[Supplied passage]
※
Backing up e-mail
No one approach is right for everyone, says Michael Horowitz, but here's one way to do it.
E-mail, for many of us, is very important and accumulates forever, making it a large mess when it comes to backing it up.
The importance of my e-mail snuck up on me. Once upon a time, I opened my old reliable e-mail program and was confronted with an error message. The net effect of the problem was that the last four days of incoming mail had disappeared from my in-box. This was, for me, a very big deal. In large part, my in-box is my "to do" list. As a consultant, my incoming e-mail is too important to ever allow a repeat of this problem.
Suffice it say, this made me think about backing up my e-mail perhaps more than most people.
The need for reliable and redundant e-mail backups dictates the use of a client side e-mail program such as Outlook Express, Thunderbird or Eudora. Web based e-mail systems such as Gmail, Yahoo mail and Hotmail, have their advantages but backup is not one of them.
To begin with, I have an external hard disk attached to my computer and every morning I copy all of my e-mail from the internal hard disk to the external one. This is a destructive backup. That is, every morning the backup is totally re-created on the external hard disk. The advantage of this is that I never have to worry about running out of space on the external hard disk. The disadvantage is that I can't use it to recover e-mail from three days ago. Everything is a trade-off when it comes to backups.
※
[Source material]
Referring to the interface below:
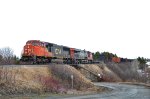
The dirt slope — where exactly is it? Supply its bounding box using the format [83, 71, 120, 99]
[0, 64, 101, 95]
※
[Task statement] Copy word for word the part of the e-mail backup article from "Backing up e-mail" to "of this problem.".

[The response]
Backing up e-mail
No one approach is right for everyone, says Michael Horowitz, but here's one way to do it.
E-mail, for many of us, is very important and accumulates forever, making it a large mess when it comes to backing it up.
The importance of my e-mail snuck up on me. Once upon a time, I opened my old reliable e-mail program and was confronted with an error message. The net effect of the problem was that the last four days of incoming mail had disappeared from my in-box. This was, for me, a very big deal. In large part, my in-box is my "to do" list. As a consultant, my incoming e-mail is too important to ever allow a repeat of this problem.